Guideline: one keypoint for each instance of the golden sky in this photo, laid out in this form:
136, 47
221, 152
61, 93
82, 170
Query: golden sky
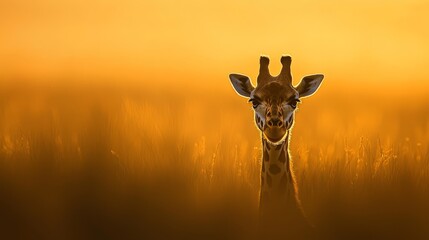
192, 40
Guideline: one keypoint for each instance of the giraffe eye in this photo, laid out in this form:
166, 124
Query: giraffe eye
255, 104
293, 104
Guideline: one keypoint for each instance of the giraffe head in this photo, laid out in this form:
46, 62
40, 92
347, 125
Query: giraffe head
275, 99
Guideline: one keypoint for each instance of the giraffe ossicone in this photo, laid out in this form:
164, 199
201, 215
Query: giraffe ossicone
274, 101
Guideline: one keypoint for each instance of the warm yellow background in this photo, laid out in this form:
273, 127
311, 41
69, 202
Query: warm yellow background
198, 43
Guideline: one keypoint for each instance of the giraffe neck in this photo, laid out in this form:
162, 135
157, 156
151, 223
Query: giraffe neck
278, 187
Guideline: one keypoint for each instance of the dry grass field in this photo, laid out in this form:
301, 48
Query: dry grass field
103, 162
118, 120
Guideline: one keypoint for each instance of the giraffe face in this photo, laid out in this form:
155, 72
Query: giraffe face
274, 99
274, 105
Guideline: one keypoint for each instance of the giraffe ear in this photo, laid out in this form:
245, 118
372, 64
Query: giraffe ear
241, 84
309, 85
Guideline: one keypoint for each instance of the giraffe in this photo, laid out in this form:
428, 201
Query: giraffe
274, 101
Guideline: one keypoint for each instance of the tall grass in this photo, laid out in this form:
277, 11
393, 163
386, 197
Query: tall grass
84, 164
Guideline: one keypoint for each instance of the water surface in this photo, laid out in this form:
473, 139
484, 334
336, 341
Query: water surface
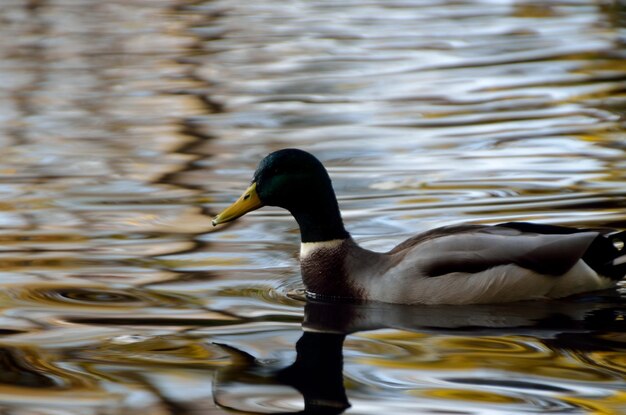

◆ ◆ ◆ ◆ ◆ ◆ ◆

■ Exercise aim
Go through the records above, find each line with the string "surface", and copy it.

■ Your solution
Guideline: one keypoint for each instance of the water surface in this photo, laid out in this form:
Query: water surface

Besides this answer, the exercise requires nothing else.